Task details: Write out the entries again. Match each one exactly.

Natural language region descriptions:
-----

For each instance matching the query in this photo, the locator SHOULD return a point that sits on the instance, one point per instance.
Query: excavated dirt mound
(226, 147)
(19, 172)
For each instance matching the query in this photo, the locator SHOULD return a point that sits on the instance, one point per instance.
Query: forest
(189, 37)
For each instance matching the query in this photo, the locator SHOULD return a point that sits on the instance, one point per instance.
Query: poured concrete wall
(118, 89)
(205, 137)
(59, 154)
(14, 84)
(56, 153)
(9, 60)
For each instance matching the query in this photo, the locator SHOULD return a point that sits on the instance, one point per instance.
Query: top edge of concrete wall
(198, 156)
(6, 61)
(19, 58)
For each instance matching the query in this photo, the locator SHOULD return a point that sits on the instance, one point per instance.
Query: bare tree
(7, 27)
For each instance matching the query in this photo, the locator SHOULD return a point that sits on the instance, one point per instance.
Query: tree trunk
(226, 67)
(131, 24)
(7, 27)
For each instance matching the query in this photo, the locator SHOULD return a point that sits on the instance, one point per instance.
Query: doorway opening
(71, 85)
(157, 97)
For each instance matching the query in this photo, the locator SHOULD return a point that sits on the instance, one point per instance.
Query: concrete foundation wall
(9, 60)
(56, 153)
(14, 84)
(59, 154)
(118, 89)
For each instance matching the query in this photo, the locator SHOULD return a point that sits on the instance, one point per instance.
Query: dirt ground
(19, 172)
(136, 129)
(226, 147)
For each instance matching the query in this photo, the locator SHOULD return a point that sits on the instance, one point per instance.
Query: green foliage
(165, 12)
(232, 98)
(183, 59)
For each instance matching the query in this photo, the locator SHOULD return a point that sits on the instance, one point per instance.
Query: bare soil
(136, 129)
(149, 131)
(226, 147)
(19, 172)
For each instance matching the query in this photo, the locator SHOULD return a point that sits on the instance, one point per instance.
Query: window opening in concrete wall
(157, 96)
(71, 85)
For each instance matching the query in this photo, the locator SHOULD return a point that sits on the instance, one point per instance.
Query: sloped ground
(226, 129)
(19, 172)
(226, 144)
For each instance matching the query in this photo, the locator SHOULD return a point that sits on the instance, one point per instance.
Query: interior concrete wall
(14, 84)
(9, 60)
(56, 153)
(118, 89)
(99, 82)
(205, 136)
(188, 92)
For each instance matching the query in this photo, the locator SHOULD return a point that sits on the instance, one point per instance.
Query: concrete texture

-----

Written response:
For each instance matching the query in this photo, the locator SHOULD return a point that sits on the instance, one point per instance.
Query: excavated dirt mound
(226, 147)
(19, 172)
For each instance matching the query in this photo, the locator SHOULD return a point that sits on the instance, one point per instance.
Query: forest
(189, 37)
For each instance matching the query in this photo, the locator SHOULD return a point that sits on the instance, one point per instance.
Query: poured concrete wall
(118, 89)
(205, 137)
(59, 154)
(14, 84)
(56, 153)
(9, 60)
For each instance matching the query in this photo, the locator SHOULD return a point that sits on the instance, one point per instance.
Query: top edge of concrete wall
(198, 156)
(6, 61)
(19, 58)
For each instance matching the query in this photo, the locator SHOULD return a point that sits on the instance, one point per instance.
Query: bare tree
(7, 27)
For each instance matching the query in this photo, the locator SHOULD return a point that sits on the instance, one point per instance.
Query: tree trunk
(226, 67)
(131, 24)
(7, 27)
For each instance matching the query in this photo, the locator SHOULD return a point that sits on the instance, one point per instance.
Query: doorway opening
(71, 85)
(157, 97)
For each instance matching the query in this photo, the locator SHOULD return a point that sits on the instance, one point per instance.
Query: concrete foundation wall
(9, 60)
(56, 153)
(14, 84)
(59, 154)
(118, 89)
For each instance matching the query in this photo, the locator SHOULD return a point that sits on the instance, one point per instance.
Query: dirt ground
(19, 172)
(136, 129)
(226, 147)
For each instance matching the query in this photo, the locator SHOULD return a point that sits on the instance, one point per instance.
Query: green foliage
(165, 12)
(232, 98)
(183, 59)
For each instance matching the query in this photo, the locator SHOULD return a point that sits on the instance, one point per instance.
Query: bare soil
(136, 129)
(149, 131)
(226, 147)
(19, 172)
For each instance matching the query in this photo, the locator SHOULD return a point that sits on the instance, one point per instance.
Query: window opening in concrete wall
(157, 96)
(71, 85)
For each instance matching the query in this photo, the locator SHOULD return a point that sits on the instance, one point per instance.
Query: sloped ground
(226, 129)
(19, 172)
(226, 144)
For each instance matching the query in this photo, the locator SHOULD return a point that sits on the instance, one point per instance.
Query: interior concrete wall
(14, 84)
(9, 60)
(56, 153)
(118, 89)
(99, 82)
(205, 136)
(188, 92)
For each instance matching the query in this photo, the locator SHOULD return a point that sits on the instance, one point per instance.
Query: concrete texture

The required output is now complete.